### SOURCE PASSAGE:
☆ ☆ ☆

The troubled relationship between mail carriers and dogs are kind of a cliché — but also a deadly hazard. Two months ago, to launch National Dog Bite Awareness Week, the United States Postal Service released a report that documented more than 5,400 dog attacks on postal employees across the country in 2021. That’s down from 2019, when there were 5,803 documented attacks.
The issue of dogs and postal workers reached crisis proportions in Florida last week when a pack of dogs killed 61 year old rural mail carrier Pamela Jane Rock. Rock was found
screaming for help as she lay on the ground, trying to fend off the dogs, according to the Putnam County Sheriff’s Office.
Several neighbors rushed to help Ms. Rock by trying to pull the dogs off her while another neighbor fired a rifle into the ground, trying to scare them, the sheriff’s office said.
When deputies arrived, the sheriff’s office said, they found the dogs behind a fence and Ms. Rock bleeding. They applied three tourniquets to stem her blood loss and took her to a hospital. As they drove her, Ms. Rock went into cardiac arrest, and she died from her injuries the next day, Col. Joseph Wells, a spokesman for the sheriff’s office, said at a news conference on Tuesday.
According to the Postal Service, Florida had 201 attacks in 2021, up from 199 the previous year. Florida has the 8th highest number of dog attacks, following California, Texas,Ohio, Pennsylvania, Michigan, New York and Illinois. This year’s them of National Dog Bite Awareness Week was “The USPS Delivers for America — Deliver for Us by Restraining Your Dog.”
Rock’s death came just two months after the Postal Service’s National Dog Bite Awareness Week public service campaign.
I wrote about this same issue in 2017, describing how the Postal Service has a number of recommendations for preventing dog bites — mostly involving recommendations that residents separate aggressive dogs from the front door with the postal worker is delivering a package. The Postal Service also asks package recipient to indicate whether they own an animal and that information is provided to the postal worker. Finally, postal workers are given the right to avoid aggressive dogs or areas where they roam:
The Postal Service places the safety of its employees as a top priority. If a letter carrier feels threatened by a dog, or if a dog is loose or unleashed, the owner may be asked to pick up mail at a Post Office until the letter carrier is assured the pet has been restrained. If the dog is roaming the neighborhood, the pet owner’s neighbors also may be asked to pick up their mail at the area’s Post Office.
Other Mail Carrier Hazards
But rain, sleet, snow and dogs are not the only hazards that postal workers face. Hazards include chemical and biological agents, traffic incidents (e.g. here and here), heat, and shootings.

☆ ☆ ☆

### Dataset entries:
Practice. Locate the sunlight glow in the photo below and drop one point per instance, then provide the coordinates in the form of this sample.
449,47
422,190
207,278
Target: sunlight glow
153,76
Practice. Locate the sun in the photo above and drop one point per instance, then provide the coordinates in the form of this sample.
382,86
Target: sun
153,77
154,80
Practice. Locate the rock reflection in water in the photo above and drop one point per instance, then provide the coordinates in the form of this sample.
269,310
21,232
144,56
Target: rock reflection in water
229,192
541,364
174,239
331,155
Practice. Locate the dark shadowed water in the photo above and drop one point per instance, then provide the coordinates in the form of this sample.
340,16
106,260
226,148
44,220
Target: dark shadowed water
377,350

☆ ☆ ☆

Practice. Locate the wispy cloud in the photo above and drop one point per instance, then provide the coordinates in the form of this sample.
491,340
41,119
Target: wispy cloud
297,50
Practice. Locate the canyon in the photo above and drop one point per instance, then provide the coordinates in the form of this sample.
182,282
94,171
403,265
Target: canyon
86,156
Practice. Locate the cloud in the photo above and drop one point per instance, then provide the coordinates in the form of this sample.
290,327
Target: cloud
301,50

☆ ☆ ☆

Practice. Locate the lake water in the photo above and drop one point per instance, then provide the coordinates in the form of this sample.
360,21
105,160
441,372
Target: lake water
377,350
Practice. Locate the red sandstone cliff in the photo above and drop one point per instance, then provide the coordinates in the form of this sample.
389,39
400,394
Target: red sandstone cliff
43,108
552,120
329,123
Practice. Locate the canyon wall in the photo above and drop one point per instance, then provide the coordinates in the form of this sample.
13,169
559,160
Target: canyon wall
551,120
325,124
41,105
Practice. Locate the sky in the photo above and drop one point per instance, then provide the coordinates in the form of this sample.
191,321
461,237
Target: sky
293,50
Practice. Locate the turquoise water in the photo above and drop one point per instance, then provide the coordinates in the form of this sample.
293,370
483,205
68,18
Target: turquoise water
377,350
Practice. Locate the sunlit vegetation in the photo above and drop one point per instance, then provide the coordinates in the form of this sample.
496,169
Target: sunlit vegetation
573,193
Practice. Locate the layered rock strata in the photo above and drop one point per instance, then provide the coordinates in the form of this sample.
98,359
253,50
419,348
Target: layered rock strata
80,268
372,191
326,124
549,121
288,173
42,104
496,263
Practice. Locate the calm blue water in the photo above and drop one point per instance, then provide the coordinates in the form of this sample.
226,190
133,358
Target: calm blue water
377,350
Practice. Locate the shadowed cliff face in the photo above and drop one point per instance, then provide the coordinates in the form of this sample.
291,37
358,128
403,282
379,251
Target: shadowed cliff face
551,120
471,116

☆ ☆ ☆

### LIST OF TASKS:
a. According to the dog-attack article, how many dog attacks on postal employees did Florida have in 2021?
b. Quote the dog-attack article word for word, beginning at the words "When deputies arrived, the" and stopping after "public service campaign.".
The dataset entries have nothing to do with this.

### ANSWERS PER TASK:
a. 201

b.
When deputies arrived, the sheriff’s office said, they found the dogs behind a fence and Ms. Rock bleeding. They applied three tourniquets to stem her blood loss and took her to a hospital. As they drove her, Ms. Rock went into cardiac arrest, and she died from her injuries the next day, Col. Joseph Wells, a spokesman for the sheriff’s office, said at a news conference on Tuesday.
According to the Postal Service, Florida had 201 attacks in 2021, up from 199 the previous year. Florida has the 8th highest number of dog attacks, following California, Texas,Ohio, Pennsylvania, Michigan, New York and Illinois. This year’s them of National Dog Bite Awareness Week was “The USPS Delivers for America — Deliver for Us by Restraining Your Dog.”
Rock’s death came just two months after the Postal Service’s National Dog Bite Awareness Week public service campaign.